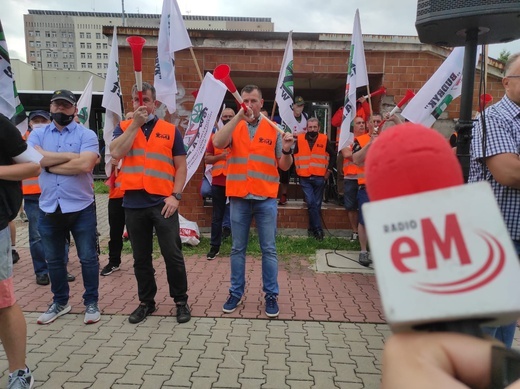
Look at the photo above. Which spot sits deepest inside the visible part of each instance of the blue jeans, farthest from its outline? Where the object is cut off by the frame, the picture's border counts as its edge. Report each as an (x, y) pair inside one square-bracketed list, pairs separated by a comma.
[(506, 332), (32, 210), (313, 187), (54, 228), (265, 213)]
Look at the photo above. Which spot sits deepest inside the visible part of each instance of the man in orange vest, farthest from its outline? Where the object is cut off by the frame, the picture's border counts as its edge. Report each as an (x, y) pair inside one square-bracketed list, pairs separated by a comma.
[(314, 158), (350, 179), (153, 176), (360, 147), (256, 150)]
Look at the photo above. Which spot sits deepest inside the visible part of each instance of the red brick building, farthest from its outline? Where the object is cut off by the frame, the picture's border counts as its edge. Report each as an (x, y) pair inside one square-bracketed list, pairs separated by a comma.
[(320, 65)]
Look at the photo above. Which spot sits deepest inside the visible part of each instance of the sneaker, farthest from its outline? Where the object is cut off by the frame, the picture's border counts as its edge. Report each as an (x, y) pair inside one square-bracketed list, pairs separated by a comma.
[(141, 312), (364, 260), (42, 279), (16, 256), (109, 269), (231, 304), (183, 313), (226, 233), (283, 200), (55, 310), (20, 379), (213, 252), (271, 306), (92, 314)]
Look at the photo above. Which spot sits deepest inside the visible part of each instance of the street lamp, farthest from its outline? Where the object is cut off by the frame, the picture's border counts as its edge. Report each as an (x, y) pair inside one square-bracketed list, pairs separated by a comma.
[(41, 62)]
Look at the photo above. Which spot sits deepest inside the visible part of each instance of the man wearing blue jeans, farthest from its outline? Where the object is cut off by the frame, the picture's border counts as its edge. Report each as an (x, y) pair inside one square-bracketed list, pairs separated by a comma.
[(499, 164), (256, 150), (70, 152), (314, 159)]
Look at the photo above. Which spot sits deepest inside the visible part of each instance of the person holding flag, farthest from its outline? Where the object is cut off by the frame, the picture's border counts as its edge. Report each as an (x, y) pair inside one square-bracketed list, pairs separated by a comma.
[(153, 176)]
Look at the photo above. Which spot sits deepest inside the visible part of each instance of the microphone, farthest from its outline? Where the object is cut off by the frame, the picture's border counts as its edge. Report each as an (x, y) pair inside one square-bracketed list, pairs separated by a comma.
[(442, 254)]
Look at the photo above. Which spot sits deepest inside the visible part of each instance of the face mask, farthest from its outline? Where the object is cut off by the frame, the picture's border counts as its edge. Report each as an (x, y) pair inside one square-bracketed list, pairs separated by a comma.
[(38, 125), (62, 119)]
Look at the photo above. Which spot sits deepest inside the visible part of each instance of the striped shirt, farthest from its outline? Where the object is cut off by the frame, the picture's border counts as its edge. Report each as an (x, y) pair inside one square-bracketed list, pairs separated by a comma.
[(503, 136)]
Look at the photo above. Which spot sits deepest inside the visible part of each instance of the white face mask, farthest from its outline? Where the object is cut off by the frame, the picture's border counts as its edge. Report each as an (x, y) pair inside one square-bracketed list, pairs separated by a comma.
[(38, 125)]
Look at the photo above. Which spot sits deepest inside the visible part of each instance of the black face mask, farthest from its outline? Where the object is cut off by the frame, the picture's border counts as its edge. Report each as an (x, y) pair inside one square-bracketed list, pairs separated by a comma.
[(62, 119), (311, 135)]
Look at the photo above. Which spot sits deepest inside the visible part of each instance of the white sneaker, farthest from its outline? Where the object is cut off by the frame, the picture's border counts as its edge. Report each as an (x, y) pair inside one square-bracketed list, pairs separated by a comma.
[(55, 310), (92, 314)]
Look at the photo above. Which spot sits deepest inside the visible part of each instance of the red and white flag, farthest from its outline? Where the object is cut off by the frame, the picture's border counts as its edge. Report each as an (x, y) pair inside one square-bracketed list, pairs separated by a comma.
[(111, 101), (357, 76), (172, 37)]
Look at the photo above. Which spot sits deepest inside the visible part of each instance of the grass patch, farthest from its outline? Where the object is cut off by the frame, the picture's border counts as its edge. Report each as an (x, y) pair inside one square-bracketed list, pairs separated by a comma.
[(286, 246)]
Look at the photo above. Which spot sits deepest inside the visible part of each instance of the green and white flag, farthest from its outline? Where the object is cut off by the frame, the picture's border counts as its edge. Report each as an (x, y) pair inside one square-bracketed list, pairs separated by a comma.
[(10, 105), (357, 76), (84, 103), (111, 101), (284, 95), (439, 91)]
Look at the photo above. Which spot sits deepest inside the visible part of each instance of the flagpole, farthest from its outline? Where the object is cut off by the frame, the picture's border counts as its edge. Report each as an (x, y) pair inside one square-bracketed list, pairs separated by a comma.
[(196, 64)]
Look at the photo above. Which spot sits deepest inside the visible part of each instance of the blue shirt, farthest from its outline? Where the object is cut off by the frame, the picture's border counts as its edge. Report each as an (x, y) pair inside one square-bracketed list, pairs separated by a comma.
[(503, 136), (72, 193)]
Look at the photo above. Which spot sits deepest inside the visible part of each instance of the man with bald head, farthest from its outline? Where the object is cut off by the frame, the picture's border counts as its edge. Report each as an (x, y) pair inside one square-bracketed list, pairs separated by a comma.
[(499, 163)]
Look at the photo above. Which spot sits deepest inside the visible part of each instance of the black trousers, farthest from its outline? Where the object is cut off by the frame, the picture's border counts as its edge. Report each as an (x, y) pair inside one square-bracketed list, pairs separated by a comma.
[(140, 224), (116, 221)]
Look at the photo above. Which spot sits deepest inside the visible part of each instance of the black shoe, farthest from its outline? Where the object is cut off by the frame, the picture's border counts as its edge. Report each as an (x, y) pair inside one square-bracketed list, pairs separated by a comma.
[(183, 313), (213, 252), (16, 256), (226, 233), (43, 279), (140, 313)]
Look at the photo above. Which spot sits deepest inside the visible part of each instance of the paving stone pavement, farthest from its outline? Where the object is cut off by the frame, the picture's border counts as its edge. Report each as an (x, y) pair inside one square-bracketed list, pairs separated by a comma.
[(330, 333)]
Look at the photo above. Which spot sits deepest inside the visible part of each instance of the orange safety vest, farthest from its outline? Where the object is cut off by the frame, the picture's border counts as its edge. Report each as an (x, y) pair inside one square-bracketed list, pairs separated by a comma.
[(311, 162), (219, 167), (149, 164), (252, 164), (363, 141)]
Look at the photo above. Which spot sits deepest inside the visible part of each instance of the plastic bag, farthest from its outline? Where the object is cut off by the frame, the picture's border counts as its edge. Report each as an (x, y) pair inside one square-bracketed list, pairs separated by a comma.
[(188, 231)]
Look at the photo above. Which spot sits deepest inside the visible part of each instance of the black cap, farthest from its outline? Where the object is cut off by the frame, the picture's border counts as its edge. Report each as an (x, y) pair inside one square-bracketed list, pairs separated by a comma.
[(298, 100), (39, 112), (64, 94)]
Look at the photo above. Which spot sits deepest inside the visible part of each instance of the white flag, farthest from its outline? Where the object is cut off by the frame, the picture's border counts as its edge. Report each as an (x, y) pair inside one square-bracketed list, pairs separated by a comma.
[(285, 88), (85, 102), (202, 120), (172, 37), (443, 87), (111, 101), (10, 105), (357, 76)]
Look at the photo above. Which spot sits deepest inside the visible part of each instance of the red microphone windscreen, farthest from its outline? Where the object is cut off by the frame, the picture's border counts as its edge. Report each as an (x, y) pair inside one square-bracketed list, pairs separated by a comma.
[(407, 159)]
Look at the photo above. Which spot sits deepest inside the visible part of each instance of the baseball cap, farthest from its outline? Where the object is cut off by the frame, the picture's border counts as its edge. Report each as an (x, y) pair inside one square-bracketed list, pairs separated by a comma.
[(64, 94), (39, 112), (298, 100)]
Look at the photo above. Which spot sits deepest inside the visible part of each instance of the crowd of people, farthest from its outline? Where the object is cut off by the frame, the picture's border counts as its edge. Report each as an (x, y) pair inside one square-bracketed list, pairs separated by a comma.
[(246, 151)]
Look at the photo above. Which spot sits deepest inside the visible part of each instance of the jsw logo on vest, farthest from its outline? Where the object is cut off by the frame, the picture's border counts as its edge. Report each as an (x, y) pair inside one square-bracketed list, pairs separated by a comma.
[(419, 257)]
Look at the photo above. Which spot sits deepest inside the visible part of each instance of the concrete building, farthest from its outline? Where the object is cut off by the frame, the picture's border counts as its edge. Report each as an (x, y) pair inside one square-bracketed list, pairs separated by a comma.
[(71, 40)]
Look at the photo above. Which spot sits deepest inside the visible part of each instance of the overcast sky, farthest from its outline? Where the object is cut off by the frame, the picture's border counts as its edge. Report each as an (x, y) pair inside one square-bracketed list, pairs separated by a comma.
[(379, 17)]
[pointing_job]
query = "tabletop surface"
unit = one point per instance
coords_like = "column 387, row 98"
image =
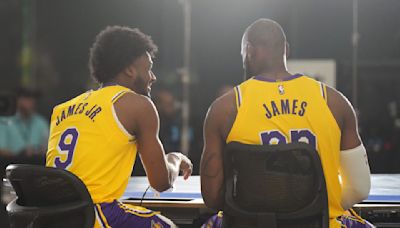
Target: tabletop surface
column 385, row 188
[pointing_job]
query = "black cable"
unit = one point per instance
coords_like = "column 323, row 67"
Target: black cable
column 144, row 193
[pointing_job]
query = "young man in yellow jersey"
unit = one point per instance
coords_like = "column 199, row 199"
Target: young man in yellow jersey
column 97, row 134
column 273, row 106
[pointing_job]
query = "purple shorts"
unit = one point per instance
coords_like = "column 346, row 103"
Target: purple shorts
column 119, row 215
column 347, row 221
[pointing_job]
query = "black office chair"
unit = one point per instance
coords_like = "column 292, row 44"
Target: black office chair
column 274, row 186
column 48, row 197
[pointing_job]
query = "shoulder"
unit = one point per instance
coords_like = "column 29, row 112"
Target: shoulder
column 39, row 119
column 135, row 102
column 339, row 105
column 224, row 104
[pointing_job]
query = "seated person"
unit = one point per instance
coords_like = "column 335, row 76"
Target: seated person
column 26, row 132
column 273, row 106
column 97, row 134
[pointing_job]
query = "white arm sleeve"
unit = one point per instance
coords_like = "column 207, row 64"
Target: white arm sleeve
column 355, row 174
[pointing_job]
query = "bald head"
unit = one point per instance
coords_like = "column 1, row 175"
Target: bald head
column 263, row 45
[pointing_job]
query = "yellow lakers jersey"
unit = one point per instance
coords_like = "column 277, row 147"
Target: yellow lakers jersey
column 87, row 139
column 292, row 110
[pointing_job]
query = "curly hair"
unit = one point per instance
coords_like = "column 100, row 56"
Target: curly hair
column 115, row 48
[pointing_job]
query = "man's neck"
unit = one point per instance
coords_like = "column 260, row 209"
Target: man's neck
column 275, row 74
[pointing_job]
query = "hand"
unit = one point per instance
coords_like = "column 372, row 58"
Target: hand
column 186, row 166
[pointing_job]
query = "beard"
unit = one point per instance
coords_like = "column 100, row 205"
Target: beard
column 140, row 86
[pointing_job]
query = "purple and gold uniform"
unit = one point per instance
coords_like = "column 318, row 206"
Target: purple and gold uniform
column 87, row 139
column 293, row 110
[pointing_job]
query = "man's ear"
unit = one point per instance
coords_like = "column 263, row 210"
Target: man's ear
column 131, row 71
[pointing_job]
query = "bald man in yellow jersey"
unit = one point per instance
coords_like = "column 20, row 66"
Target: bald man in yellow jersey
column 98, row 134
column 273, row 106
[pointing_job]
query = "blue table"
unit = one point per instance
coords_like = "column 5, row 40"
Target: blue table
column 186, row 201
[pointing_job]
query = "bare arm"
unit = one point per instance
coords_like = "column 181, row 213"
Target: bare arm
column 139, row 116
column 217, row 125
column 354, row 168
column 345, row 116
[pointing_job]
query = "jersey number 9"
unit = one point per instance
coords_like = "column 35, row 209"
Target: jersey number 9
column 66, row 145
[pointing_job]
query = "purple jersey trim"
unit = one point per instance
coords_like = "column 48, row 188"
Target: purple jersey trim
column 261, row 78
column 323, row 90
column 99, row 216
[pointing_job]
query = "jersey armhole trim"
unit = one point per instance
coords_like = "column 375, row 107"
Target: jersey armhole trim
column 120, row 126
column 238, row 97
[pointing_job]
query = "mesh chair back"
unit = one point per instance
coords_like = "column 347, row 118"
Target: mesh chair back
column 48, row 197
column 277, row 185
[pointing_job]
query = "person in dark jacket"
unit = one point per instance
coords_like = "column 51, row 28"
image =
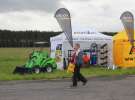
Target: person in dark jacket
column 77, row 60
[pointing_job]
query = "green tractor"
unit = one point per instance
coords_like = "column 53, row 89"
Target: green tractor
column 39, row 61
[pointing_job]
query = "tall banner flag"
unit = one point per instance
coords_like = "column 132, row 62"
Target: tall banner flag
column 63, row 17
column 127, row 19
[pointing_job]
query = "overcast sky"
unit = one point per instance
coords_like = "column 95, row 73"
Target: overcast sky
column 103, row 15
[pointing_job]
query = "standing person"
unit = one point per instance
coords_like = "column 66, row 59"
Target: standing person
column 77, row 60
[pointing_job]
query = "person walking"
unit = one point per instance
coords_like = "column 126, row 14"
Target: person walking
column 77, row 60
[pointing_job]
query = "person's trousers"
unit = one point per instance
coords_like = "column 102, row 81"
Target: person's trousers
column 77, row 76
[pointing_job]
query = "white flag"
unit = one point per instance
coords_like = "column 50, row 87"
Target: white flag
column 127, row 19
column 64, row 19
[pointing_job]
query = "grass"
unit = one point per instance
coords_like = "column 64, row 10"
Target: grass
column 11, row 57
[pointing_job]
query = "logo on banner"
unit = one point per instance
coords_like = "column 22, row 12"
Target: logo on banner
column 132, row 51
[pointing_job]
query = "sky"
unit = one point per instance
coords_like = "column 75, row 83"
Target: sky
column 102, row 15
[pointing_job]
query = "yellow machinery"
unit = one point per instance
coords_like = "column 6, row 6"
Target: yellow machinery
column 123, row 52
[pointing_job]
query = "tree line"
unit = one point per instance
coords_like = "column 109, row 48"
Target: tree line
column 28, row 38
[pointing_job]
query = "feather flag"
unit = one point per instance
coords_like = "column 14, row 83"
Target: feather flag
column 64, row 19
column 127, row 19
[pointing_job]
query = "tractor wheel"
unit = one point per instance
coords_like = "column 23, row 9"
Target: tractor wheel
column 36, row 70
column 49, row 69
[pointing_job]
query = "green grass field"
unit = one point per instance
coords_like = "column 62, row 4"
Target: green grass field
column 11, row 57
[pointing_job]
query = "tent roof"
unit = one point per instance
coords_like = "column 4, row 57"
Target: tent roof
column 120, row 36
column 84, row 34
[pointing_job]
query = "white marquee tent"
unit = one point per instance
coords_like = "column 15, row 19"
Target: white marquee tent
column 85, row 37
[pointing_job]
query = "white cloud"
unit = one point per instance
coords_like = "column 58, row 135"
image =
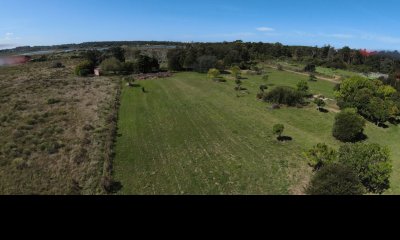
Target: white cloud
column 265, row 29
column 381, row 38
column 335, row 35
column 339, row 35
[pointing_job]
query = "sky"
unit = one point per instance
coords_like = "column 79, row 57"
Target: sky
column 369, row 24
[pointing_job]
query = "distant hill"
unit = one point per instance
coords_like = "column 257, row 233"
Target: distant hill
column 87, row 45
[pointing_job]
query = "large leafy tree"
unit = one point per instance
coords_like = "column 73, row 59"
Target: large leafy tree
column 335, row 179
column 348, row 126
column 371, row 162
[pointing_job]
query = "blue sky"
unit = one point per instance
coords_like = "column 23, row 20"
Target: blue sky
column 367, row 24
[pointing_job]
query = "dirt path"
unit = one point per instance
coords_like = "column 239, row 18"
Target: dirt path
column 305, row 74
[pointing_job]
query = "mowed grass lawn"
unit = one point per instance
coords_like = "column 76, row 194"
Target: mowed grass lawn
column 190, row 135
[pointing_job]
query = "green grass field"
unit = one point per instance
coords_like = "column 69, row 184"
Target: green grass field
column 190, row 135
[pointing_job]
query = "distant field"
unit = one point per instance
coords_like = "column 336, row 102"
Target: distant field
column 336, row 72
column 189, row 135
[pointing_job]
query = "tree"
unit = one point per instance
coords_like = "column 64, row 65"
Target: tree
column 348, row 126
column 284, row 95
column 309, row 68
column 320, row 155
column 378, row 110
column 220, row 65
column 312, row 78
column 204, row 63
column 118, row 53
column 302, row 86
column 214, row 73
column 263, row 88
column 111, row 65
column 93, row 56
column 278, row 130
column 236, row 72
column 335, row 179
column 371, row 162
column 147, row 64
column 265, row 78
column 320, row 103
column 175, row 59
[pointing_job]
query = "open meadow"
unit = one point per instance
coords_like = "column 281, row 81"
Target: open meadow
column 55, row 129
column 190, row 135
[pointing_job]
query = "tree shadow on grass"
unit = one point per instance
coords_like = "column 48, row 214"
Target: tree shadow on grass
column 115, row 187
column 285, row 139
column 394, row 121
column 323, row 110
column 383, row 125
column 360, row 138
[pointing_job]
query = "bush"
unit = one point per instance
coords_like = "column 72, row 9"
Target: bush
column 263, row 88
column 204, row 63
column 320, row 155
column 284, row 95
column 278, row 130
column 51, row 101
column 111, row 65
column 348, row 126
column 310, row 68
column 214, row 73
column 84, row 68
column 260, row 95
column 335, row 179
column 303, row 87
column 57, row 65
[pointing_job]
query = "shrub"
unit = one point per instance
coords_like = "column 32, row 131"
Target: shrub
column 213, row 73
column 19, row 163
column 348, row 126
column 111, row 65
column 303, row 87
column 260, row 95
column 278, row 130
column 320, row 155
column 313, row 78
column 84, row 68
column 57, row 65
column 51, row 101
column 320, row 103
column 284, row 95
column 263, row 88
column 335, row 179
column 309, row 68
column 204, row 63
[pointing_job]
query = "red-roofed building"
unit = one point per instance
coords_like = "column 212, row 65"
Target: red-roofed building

######

> **Exercise goal**
From the data, write out word for word the part that opens with the line containing "of the street" and closes with the line containing "[(499, 164), (256, 150), (70, 152), (314, 159)]", keeping both of those lines.

> **Written response**
Look at the photo above. Which spot sits deepest inside the visible part of each instance of the street lamp, farthest from its outline? Where the object is cut off by the frame, the picture's border counts as its edge. Report each as an (x, y) pair inside one square-bracketed list, pairs separated by a comma.
[(41, 62)]
Look at the photo above. Which spot sits deepest inside the visible part of each instance of the man wearing blue jeans, farthest from its outline? Where the object is cut off by the frame, the picture's border counts as its edge. Report each as an (x, y) pair inside one square-bracketed list, pairs separated by a comma.
[(499, 164), (256, 150), (70, 152), (314, 159)]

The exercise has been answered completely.